REQUIREMENTS: In the entries below, from the line containing "the wet pavement?" through the last entry, substitute "black wool hat" for every "black knit hat" and return only those lines, with everything else unchanged.

Entries from a data collection:
□ □ □ □

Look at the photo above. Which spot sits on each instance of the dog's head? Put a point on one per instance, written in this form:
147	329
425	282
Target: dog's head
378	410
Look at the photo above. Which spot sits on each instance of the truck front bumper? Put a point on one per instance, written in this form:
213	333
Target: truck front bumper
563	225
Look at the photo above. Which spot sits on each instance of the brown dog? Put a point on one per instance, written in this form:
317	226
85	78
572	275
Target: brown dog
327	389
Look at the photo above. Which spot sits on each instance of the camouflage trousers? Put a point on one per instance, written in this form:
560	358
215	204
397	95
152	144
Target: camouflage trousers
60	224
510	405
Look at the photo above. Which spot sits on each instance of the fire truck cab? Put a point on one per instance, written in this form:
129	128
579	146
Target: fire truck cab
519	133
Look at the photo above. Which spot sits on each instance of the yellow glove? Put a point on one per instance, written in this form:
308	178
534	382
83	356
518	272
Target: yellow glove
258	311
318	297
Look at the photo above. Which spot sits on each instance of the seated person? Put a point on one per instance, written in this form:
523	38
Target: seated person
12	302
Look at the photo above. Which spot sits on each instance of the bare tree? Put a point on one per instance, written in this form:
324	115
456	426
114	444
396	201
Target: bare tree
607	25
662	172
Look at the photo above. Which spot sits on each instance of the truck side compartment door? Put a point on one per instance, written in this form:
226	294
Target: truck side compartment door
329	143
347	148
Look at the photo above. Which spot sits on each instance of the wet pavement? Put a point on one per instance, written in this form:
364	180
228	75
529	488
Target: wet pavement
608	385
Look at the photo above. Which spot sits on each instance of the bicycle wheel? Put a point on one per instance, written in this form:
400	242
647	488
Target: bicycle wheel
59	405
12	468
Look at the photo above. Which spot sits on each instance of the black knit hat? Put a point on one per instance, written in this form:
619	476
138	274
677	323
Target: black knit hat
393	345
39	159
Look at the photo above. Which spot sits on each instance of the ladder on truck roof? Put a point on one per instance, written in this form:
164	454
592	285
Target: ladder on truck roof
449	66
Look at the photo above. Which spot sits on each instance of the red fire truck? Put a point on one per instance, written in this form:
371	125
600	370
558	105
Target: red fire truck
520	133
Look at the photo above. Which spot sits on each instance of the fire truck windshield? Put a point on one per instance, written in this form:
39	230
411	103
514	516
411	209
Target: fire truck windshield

□ □ □ □

SOLUTION TO THE PROBLEM:
Look at the photo above. Which spot sits on each instance of the wet pavement? Put a point on one per instance, written in this form:
364	180
228	75
529	488
Target: wet pavement
608	385
Look at the photo above. Which spot sits on each instance of the bicycle wheel? Put a point on one per instance, written in this form:
400	242
647	488
Target: bicycle wheel
59	405
12	468
Look at the photo above. Which spot sits on each instance of the black wool hat? Put a point on one per instance, written in this form:
619	476
138	274
677	323
Target: black wool hat
393	345
39	159
Look at the photo above. Which spot sits on each instance of the ladder on truck roof? Put a point on one per instance, written in this form:
164	454
592	285
Target: ladder on truck roof
449	66
Look at the photo above. Which spot sits on each instance of the red fire truck? Put a point on one per instance, written in this form:
371	125
600	370
558	105
Target: red fire truck
520	133
Look at the photo above. Which spot sits on each instance of the fire truck windshield? Put a point on one per instance, written in this form:
39	230
411	103
514	516
411	209
Target: fire truck windshield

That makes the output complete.